**原文**
或者使用 graph.get_tensor_by_name()方法来获取保存的变量,参考5中的例子。

3. 检查checkpoint中保存的变量

上面我们直接就把v1打印出来是因为我们知道我们保存了名字为v1这个变量,如果我们用别人的模型,怎么获取哪些变量的名?

第一种方法:

使用 inspect_checkpoint 库快速检查某个检查点中的变量。

# import the inspect_checkpoint library
from tensorflow.python.tools import inspect_checkpoint as chkp

# print all tensors in checkpoint file
chkp.print_tensors_in_checkpoint_file("./save_restore_model/my_test", tensor_name='', all_tensors=True)

# tensor_name:  v1
# [ 1.  1.  1.]
# tensor_name:  v2
# [-1. -1. -1. -1. -1.]

# print only tensor v1 in checkpoint file
chkp.print_tensors_in_checkpoint_file("./save_restore_model/my_test", tensor_name='v1', all_tensors=False)

**操作说明**
1. 把讲 TensorFlow 检查点的原文里从“或者使用 graph.get”到“使用 inspect_checkpoint 库快速检查某个检查点中的变量。”这一段照原样复制出来。
2. 从讲 TensorFlow 检查点的原文停下的地方接着往下写。

数据集中的若干行
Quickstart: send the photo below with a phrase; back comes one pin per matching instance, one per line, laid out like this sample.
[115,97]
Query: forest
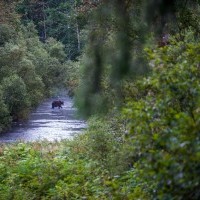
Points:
[133,70]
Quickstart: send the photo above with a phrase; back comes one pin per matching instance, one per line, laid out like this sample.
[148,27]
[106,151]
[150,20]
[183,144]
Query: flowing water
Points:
[46,123]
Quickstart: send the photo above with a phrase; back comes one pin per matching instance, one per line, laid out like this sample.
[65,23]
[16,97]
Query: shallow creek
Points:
[46,123]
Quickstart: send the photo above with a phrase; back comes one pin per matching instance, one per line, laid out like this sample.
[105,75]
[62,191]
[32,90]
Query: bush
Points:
[164,121]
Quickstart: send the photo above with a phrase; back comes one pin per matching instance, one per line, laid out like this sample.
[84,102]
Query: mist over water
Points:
[48,124]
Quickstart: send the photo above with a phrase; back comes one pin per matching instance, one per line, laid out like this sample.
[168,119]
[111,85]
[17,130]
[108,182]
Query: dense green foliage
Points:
[27,67]
[141,95]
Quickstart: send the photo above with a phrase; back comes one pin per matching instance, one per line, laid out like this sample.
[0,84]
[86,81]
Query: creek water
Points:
[46,123]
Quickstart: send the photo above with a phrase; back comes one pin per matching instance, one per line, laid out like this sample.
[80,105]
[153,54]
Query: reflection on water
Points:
[46,123]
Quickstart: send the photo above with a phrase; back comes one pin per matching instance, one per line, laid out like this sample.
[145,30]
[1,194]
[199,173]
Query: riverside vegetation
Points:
[141,100]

**逐题作答**
1.
或者使用 graph.get_tensor_by_name()方法来获取保存的变量,参考5中的例子。

3. 检查checkpoint中保存的变量

上面我们直接就把v1打印出来是因为我们知道我们保存了名字为v1这个变量,如果我们用别人的模型,怎么获取哪些变量的名?

第一种方法:

使用 inspect_checkpoint 库快速检查某个检查点中的变量。

2.
# tensor_name:  v1
# [ 1.  1.  1.]

# print only tensor v2 in checkpoint file
chkp.print_tensors_in_checkpoint_file("./save_restore_model/my_test", tensor_name='v2', all_tensors=False)

# tensor_name:  v2
# [-1. -1. -1. -1. -1.]
# 输出
tensor_name:  v1
[1. 1. 1.]
tensor_name:  v2
[-1. -1. -1. -1. -1.]
tensor_name:  v1
[1. 1. 1.]
tensor_name:  v2
[-1. -1. -1. -1. -1.]

第二种方法

出自 muqiusangyang :https://my.oschina.net/u/3800567/blog/1637800

import tensorflow as tf
#从ckpt文件中获取variable变量的名字
def get_trainable_variables_name_from_ckpt(meta_graph_path,ckpt_path):
    #定义一个新的graph
    graph = tf.Graph()
    #将其设置为默认图:
    with graph.as_default():
        with tf.Session() as session:
            #加载计算图
            saver = tf.train.import_meta_graph(meta_graph_path)
            #加载模型到session中关联的graph中,即将模型文件中的计算图加载到这里的graph中
            saver.restore(session, ckpt_path)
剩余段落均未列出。